▸ **Goal of the exercise**
Copy exactly, and only, the lines from the line containing "Every instance of the blue" through the last line of the records below, both included.

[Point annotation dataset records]
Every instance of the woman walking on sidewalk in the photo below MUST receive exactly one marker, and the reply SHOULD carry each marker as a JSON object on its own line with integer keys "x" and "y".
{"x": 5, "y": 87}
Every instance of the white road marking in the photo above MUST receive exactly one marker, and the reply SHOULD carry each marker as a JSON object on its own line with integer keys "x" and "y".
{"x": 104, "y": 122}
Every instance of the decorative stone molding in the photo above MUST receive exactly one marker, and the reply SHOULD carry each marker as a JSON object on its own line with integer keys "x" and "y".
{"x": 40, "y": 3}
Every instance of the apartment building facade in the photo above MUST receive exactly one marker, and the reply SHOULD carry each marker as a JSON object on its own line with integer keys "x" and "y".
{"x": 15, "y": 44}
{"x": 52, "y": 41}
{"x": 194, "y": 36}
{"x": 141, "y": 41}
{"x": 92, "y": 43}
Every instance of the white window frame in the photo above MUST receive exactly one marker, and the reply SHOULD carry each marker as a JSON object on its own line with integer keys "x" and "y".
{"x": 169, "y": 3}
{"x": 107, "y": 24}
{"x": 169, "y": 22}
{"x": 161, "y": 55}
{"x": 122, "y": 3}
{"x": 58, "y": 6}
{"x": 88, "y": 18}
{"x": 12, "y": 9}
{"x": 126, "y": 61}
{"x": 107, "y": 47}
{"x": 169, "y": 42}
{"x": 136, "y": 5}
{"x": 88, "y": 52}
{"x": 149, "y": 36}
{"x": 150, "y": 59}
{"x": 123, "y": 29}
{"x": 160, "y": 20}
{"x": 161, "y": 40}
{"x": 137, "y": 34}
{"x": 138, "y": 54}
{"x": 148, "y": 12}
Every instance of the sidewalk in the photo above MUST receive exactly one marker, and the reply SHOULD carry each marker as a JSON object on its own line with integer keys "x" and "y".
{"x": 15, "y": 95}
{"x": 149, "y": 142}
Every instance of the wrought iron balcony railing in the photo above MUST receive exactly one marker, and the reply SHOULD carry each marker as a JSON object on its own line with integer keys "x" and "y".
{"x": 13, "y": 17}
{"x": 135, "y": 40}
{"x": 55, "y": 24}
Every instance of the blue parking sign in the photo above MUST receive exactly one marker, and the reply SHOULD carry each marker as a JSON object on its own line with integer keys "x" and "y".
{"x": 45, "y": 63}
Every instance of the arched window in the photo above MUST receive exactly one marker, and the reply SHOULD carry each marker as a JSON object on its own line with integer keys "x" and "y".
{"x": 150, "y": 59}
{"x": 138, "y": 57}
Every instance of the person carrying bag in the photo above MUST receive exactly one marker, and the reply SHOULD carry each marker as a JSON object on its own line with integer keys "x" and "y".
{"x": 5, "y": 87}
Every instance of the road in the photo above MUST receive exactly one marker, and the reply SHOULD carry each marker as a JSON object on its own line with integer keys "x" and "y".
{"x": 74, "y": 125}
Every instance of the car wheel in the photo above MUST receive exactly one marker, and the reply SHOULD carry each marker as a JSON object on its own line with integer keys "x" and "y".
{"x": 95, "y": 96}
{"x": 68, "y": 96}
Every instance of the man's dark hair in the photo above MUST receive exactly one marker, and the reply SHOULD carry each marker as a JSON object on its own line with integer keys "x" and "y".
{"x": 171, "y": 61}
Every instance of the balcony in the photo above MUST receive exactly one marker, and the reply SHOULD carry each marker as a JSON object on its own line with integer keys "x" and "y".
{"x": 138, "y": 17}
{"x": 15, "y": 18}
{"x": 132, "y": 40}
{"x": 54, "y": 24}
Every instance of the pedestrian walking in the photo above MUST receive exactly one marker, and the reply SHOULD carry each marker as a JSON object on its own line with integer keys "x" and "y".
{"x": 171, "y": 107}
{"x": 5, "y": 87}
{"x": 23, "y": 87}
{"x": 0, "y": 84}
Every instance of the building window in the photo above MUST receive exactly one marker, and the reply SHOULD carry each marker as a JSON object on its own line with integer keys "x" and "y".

▸ **Answer to the problem**
Every instance of the blue parking sign in the photo above MUST receive exactly one marker, and the reply SHOULD carry each marker as a JSON object on its own line with integer keys "x" and "y".
{"x": 45, "y": 63}
Every instance of the arched window in the photo above MUST receive exactly one marker, and the reply SHOULD carry each marker as a JSON object on its own line with integer keys "x" and "y".
{"x": 150, "y": 59}
{"x": 138, "y": 57}
Every instance of the person carrying bag in the photo above MUST receive exactly one marker, and the reply SHOULD carry each marker as a JSON object on its own line with integer keys "x" and "y".
{"x": 5, "y": 87}
Every instance of the road in the photo above MUST receive exactly one marker, and the reply SHOULD carry each marker as a JSON object on its own line with integer keys "x" and "y".
{"x": 74, "y": 125}
Every instance of the car wheel in the photo above MUST receive exactly one marker, and the reply SHOULD carry each marker as a JSON object on its own line with integer keys "x" and "y".
{"x": 95, "y": 96}
{"x": 68, "y": 96}
Every instance of the man's dark hair in the photo above MUST receive exactly one marker, and the reply SHOULD carry each marker as a JSON object on its own line with integer keys "x" and "y".
{"x": 171, "y": 61}
Every instance of the balcony in the photo above MUST receive exactly one marker, and the reply SHOULD carry each marker as a JSON object on its own line with integer keys "x" and "y".
{"x": 138, "y": 17}
{"x": 15, "y": 18}
{"x": 132, "y": 40}
{"x": 54, "y": 24}
Every instance of the pedestrian walking in the photo above MUST receive exactly one marker, and the reply SHOULD carry each marker as a JSON object on its own line with integer keys "x" and "y".
{"x": 171, "y": 107}
{"x": 5, "y": 87}
{"x": 23, "y": 87}
{"x": 0, "y": 84}
Every instance of the building window in the photo above MUST receive exactly one marker, and the reply SHOULD carry each marker as a JSON object on its own line with integer keys "x" and "y".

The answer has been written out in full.